● **Goal of the exercise**
What lines of the data below hold the string "frame"? Copy each one out.
──────── The data
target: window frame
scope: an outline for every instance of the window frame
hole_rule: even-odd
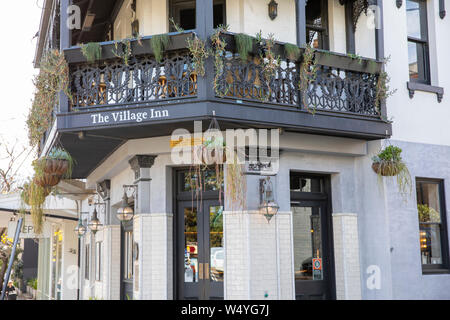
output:
[[[448,224],[447,224],[447,207],[445,204],[445,181],[443,179],[433,179],[433,178],[423,178],[416,177],[416,190],[418,188],[419,183],[426,184],[437,184],[438,185],[438,195],[439,195],[439,214],[441,218],[441,223],[439,231],[441,238],[441,255],[442,255],[442,264],[422,264],[422,274],[436,274],[436,273],[450,273],[450,257],[449,257],[449,243],[448,243]],[[417,197],[417,194],[416,194]],[[419,203],[419,199],[417,198],[417,205],[424,204]],[[419,224],[419,233],[420,233],[420,220],[419,220],[419,212],[417,211],[417,218]],[[420,235],[419,235],[420,237]],[[420,243],[420,242],[419,242]],[[419,248],[420,250],[420,248]],[[422,260],[421,260],[422,261]]]
[[[86,244],[84,246],[84,279],[85,280],[89,280],[89,278],[90,278],[90,274],[89,274],[90,251],[91,251],[90,244]]]
[[[95,281],[102,282],[102,241],[95,243]]]
[[[306,23],[306,41],[309,39],[309,31],[319,32],[322,48],[321,50],[330,50],[330,26],[328,21],[328,0],[319,0],[321,2],[321,18],[322,18],[322,27],[317,27],[311,24]],[[305,7],[306,10],[306,7]],[[305,12],[306,15],[306,12]],[[306,21],[305,21],[306,22]],[[312,46],[312,44],[311,44]]]
[[[419,19],[420,19],[420,38],[407,36],[407,43],[414,43],[416,45],[416,55],[417,55],[417,73],[419,78],[414,79],[409,76],[410,82],[422,83],[431,85],[431,74],[430,74],[430,45],[429,45],[429,34],[428,34],[428,10],[427,10],[427,0],[407,0],[411,2],[417,2],[419,4]],[[407,27],[408,33],[408,27]],[[421,46],[422,50],[417,50],[418,46]],[[408,49],[409,50],[409,49]],[[420,51],[420,52],[419,52]],[[409,54],[409,53],[408,53]],[[409,64],[408,64],[409,73]]]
────────────────
● **Finished task**
target: window frame
scope: an outline for every instance of the window frame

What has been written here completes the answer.